Extract all of the entries and give them again, word for word.
*** Opening of EXERCISE MATERIALS ***
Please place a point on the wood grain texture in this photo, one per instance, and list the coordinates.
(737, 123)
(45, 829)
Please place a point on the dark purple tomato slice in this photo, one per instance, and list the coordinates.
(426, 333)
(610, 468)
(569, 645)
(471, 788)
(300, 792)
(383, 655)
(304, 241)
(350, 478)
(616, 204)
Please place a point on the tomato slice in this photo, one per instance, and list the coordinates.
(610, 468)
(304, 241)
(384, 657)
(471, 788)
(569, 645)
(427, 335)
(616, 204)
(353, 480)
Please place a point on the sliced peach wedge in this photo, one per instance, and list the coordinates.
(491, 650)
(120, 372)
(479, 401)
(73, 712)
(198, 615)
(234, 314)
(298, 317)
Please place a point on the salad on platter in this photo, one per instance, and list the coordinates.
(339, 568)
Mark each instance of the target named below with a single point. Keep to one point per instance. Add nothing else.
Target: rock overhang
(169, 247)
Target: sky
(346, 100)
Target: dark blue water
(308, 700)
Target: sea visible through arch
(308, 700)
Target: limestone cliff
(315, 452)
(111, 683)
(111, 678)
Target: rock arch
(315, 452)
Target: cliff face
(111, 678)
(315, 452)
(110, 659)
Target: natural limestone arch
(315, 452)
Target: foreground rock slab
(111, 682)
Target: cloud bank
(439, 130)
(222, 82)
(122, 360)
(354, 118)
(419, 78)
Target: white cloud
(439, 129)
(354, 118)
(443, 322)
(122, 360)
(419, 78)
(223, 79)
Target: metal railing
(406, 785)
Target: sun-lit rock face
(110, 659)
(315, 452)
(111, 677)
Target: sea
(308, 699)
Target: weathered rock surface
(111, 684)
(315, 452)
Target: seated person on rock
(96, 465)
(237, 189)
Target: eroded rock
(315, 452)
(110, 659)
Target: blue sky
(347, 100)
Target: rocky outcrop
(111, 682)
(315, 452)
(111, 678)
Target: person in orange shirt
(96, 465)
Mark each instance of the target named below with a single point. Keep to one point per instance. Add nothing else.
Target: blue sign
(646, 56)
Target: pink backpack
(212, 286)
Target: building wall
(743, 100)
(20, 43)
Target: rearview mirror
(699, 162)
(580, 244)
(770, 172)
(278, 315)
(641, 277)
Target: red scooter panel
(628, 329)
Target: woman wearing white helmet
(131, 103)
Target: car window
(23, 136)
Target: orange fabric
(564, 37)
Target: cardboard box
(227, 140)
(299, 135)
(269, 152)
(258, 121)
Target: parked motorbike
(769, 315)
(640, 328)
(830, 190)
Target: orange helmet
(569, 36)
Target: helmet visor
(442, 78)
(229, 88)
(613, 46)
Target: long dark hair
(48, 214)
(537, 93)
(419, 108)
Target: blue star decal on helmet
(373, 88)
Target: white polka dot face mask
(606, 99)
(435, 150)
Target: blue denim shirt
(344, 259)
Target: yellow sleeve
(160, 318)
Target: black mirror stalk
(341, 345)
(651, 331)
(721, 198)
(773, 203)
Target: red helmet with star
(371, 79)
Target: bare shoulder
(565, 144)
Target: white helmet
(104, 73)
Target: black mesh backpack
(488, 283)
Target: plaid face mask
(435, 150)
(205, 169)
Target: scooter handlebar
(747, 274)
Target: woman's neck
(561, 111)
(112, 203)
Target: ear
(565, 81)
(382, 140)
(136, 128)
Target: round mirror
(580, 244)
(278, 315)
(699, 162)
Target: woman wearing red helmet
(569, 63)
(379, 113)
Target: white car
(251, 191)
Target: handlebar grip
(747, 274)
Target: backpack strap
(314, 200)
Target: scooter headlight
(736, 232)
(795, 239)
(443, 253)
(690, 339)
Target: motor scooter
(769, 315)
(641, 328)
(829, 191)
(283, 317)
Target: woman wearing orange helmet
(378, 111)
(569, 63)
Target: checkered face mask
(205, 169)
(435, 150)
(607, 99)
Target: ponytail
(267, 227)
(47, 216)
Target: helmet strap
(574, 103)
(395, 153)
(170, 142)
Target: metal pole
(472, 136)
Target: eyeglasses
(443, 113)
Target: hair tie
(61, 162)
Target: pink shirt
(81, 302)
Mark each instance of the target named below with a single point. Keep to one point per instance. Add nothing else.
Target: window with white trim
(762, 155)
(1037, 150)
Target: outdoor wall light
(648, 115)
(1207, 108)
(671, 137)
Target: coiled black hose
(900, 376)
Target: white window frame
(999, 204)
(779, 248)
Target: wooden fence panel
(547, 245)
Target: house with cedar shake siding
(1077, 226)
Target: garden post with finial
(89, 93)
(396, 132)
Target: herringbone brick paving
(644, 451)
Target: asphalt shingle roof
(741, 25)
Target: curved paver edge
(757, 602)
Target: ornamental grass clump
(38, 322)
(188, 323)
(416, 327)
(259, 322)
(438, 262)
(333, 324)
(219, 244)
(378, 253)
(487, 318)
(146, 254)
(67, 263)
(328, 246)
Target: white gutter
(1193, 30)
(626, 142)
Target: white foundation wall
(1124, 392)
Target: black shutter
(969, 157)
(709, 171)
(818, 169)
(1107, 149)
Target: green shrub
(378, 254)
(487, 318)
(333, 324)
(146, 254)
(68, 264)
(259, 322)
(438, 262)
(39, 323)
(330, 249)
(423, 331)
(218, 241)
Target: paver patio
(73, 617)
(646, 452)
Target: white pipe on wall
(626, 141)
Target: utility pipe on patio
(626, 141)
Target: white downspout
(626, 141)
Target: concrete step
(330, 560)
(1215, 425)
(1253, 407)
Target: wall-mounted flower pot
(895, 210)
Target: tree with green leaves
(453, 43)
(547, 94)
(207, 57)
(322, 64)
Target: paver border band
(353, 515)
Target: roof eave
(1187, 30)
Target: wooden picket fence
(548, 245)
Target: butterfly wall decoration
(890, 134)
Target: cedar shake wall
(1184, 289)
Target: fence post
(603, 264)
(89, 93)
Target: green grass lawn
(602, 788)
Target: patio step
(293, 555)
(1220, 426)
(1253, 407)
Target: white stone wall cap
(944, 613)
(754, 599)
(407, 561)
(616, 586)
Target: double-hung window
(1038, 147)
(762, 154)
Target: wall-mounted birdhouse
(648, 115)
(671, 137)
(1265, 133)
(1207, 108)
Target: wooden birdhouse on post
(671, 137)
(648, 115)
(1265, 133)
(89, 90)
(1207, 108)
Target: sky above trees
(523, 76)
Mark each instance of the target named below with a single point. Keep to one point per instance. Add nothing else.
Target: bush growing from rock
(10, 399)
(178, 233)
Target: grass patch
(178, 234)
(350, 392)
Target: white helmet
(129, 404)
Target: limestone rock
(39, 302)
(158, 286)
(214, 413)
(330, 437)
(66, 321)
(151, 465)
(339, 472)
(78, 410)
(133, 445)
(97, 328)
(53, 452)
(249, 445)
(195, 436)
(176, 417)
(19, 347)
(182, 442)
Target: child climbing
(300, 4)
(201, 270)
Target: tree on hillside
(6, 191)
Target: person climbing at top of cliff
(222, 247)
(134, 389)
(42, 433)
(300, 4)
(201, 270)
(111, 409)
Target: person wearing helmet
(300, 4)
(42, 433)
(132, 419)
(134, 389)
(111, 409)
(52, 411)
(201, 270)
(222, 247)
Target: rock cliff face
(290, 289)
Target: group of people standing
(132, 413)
*** Close of EXERCISE MATERIALS ***
▶ **OUTPUT OF THE TASK**:
Please place a point on the wood grain texture in this photo, one per instance, and list the coordinates.
(737, 123)
(45, 829)
Please place a point on the dark purple tomato slice in this photo, one per instance, and list the coordinates.
(426, 333)
(610, 468)
(569, 645)
(471, 788)
(300, 792)
(383, 655)
(304, 241)
(350, 478)
(616, 204)
Please place a point on the tomato slice in this photo, one per instance, and list the coordinates.
(610, 468)
(304, 241)
(384, 657)
(471, 788)
(569, 645)
(427, 335)
(616, 204)
(353, 480)
Please place a point on the sliced peach wedge in this photo, one per instance, and list the coordinates.
(491, 650)
(120, 372)
(479, 401)
(73, 712)
(198, 615)
(234, 314)
(298, 317)
Please place a point on the salad on platter in this photo, one per instance, and list the coordinates.
(339, 568)
Mark each instance of the target named below with a single point. Keep to one point per instance. Add nothing else.
Target: rock overhang
(169, 247)
Target: sky
(346, 100)
Target: dark blue water
(308, 700)
Target: sea visible through arch
(308, 700)
Target: limestone cliff
(315, 452)
(111, 683)
(111, 678)
Target: rock arch
(315, 452)
Target: cliff face
(111, 678)
(315, 452)
(110, 659)
Target: natural limestone arch
(315, 452)
Target: foreground rock slab
(111, 682)
Target: cloud bank
(439, 130)
(222, 82)
(122, 360)
(354, 118)
(419, 78)
Target: white cloud
(439, 129)
(354, 118)
(443, 322)
(122, 360)
(419, 78)
(223, 79)
Target: metal railing
(406, 785)
Target: sun-lit rock face
(110, 659)
(315, 452)
(111, 677)
Target: sea
(308, 699)
Target: weathered rock surface
(111, 684)
(315, 452)
Target: seated person on rock
(96, 465)
(237, 189)
Target: eroded rock
(315, 452)
(110, 659)
Target: blue sky
(347, 100)
Target: rocky outcrop
(111, 682)
(315, 452)
(111, 678)
Target: person in orange shirt
(96, 465)
Mark each instance of the target named below with a single point. Keep to one point per instance. Add nothing else.
Target: blue sign
(646, 56)
Target: pink backpack
(212, 286)
Target: building wall
(743, 100)
(20, 43)
Target: rearview mirror
(699, 162)
(580, 244)
(770, 172)
(278, 315)
(641, 277)
Target: red scooter panel
(628, 329)
Target: woman wearing white helmet
(131, 103)
Target: car window
(23, 136)
Target: orange fabric
(564, 37)
Target: cardboard box
(227, 140)
(299, 135)
(269, 152)
(258, 121)
Target: parked motorbike
(769, 315)
(640, 328)
(830, 190)
Target: orange helmet
(569, 36)
Target: helmet visor
(442, 78)
(229, 88)
(613, 46)
Target: long dark hair
(48, 214)
(537, 93)
(419, 108)
Target: blue star decal on helmet
(373, 88)
Target: white polka dot face mask
(606, 99)
(435, 150)
Target: blue denim shirt
(344, 259)
Target: yellow sleeve
(160, 318)
Target: black mirror stalk
(341, 345)
(651, 331)
(721, 198)
(773, 203)
Target: red helmet with star
(371, 79)
Target: bare shoulder
(565, 144)
Target: white helmet
(104, 73)
Target: black mesh backpack
(488, 283)
Target: plaid face mask
(435, 150)
(205, 169)
Target: scooter handlebar
(747, 274)
Target: woman's neck
(561, 111)
(112, 203)
Target: ear
(565, 81)
(382, 140)
(136, 128)
Target: round mirror
(580, 244)
(278, 315)
(699, 162)
Target: woman wearing red helmet
(569, 63)
(379, 113)
Target: white car
(251, 191)
Target: handlebar grip
(747, 274)
Target: backpack strap
(314, 200)
Target: scooter headlight
(736, 232)
(795, 239)
(443, 253)
(690, 339)
Target: motor scooter
(769, 315)
(641, 328)
(829, 191)
(283, 317)
Target: woman wearing orange helmet
(378, 111)
(569, 63)
Target: checkered face mask
(205, 169)
(435, 150)
(607, 99)
Target: ponytail
(267, 227)
(47, 216)
Target: helmet strap
(574, 103)
(395, 153)
(170, 142)
Target: metal pole
(472, 136)
Target: eyeglasses
(443, 113)
Target: hair tie
(61, 162)
Target: pink shirt
(81, 302)
Mark each instance of the target named below with a single point. Keep to one point per instance. Add nothing else.
Target: window with white trim
(762, 155)
(1037, 150)
Target: outdoor wall light
(648, 115)
(1207, 108)
(671, 137)
Target: coiled black hose
(900, 376)
Target: white window frame
(999, 204)
(779, 248)
Target: wooden fence panel
(547, 245)
Target: house with cedar shake siding
(1077, 226)
Target: garden post with finial
(89, 93)
(396, 132)
Target: herringbone brick paving
(644, 451)
Target: asphalt shingle roof
(741, 25)
Target: curved paver edge
(757, 602)
Target: ornamental grass clump
(38, 322)
(188, 323)
(416, 327)
(259, 322)
(438, 262)
(333, 324)
(219, 244)
(378, 253)
(487, 318)
(146, 254)
(67, 263)
(328, 246)
Target: white gutter
(1193, 30)
(626, 142)
Target: white foundation wall
(1124, 392)
Target: black shutter
(969, 157)
(709, 171)
(818, 169)
(1107, 149)
Target: green shrub
(378, 254)
(487, 318)
(333, 324)
(146, 254)
(68, 264)
(259, 322)
(438, 262)
(39, 323)
(330, 249)
(423, 331)
(218, 241)
Target: paver patio
(73, 617)
(646, 452)
Target: white pipe on wall
(626, 141)
Target: utility pipe on patio
(626, 141)
Target: white downspout
(626, 141)
Target: concrete step
(330, 560)
(1215, 425)
(1253, 407)
Target: wall-mounted flower pot
(895, 210)
Target: tree with green leaves
(453, 43)
(547, 94)
(207, 57)
(322, 64)
Target: paver border band
(353, 515)
Target: roof eave
(1187, 30)
Target: wooden picket fence
(548, 245)
Target: butterfly wall decoration
(890, 134)
Target: cedar shake wall
(1184, 289)
Target: fence post
(603, 264)
(89, 93)
Target: green grass lawn
(602, 788)
Target: patio step
(293, 555)
(1220, 426)
(1253, 407)
Target: white stone wall cap
(944, 613)
(754, 599)
(407, 561)
(616, 586)
Target: double-hung window
(1038, 147)
(762, 154)
Target: wall-mounted birdhouse
(648, 115)
(671, 137)
(1265, 133)
(1207, 108)
Target: wooden birdhouse on post
(671, 137)
(648, 115)
(1265, 133)
(89, 90)
(1207, 108)
Target: sky above trees
(523, 76)
Mark each instance of the target named below with a single point. Keep to one point per instance. Add nothing else.
Target: bush growing from rock
(10, 399)
(178, 233)
Target: grass patch
(178, 234)
(350, 392)
Target: white helmet
(129, 404)
Target: limestone rock
(39, 302)
(158, 286)
(214, 413)
(330, 437)
(66, 321)
(151, 465)
(339, 472)
(78, 410)
(133, 445)
(97, 328)
(53, 452)
(249, 445)
(195, 436)
(176, 417)
(19, 347)
(182, 442)
Target: child climbing
(300, 4)
(201, 270)
Target: tree on hillside
(6, 191)
Target: person climbing at top of cliff
(222, 247)
(134, 389)
(42, 433)
(300, 4)
(201, 270)
(111, 409)
Target: person wearing helmet
(300, 4)
(42, 433)
(132, 419)
(134, 389)
(111, 409)
(52, 411)
(201, 270)
(222, 247)
Target: rock cliff face
(290, 289)
Target: group of people standing
(132, 413)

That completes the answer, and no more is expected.